Update the entries below by replacing "jagged rock outcrop" with "rocky ledge" wherever it appears, and leave everything else unchanged.

_Records supplied_

○ ○ ○

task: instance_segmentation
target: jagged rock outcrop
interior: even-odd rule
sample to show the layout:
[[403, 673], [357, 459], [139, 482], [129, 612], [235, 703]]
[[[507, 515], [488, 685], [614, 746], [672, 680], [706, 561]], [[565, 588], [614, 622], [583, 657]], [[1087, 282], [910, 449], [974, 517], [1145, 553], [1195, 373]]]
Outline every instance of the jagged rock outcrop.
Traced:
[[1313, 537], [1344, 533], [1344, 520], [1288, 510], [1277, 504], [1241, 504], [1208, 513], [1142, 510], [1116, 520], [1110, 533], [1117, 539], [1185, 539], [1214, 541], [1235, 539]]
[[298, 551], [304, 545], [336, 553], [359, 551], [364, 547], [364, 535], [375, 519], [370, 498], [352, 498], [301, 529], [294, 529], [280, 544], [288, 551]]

○ ○ ○

_Full answer_
task: instance_segmentation
target: rocky ledge
interior: even-odd rule
sample to show the layout:
[[403, 673], [357, 459], [139, 482], [129, 612], [235, 703]]
[[[507, 515], [488, 685], [614, 746], [672, 680], [706, 561]], [[565, 588], [614, 622], [583, 657]], [[1087, 282], [910, 449], [974, 517], [1145, 553], [1195, 373]]]
Outline every instance of the rocky ledge.
Traced:
[[1313, 537], [1344, 533], [1344, 520], [1288, 510], [1277, 504], [1241, 504], [1208, 513], [1142, 510], [1116, 520], [1110, 533], [1117, 539], [1185, 539], [1214, 541], [1235, 539]]
[[298, 551], [304, 545], [336, 553], [359, 551], [364, 547], [364, 535], [375, 519], [370, 498], [352, 498], [301, 529], [294, 529], [280, 544], [288, 551]]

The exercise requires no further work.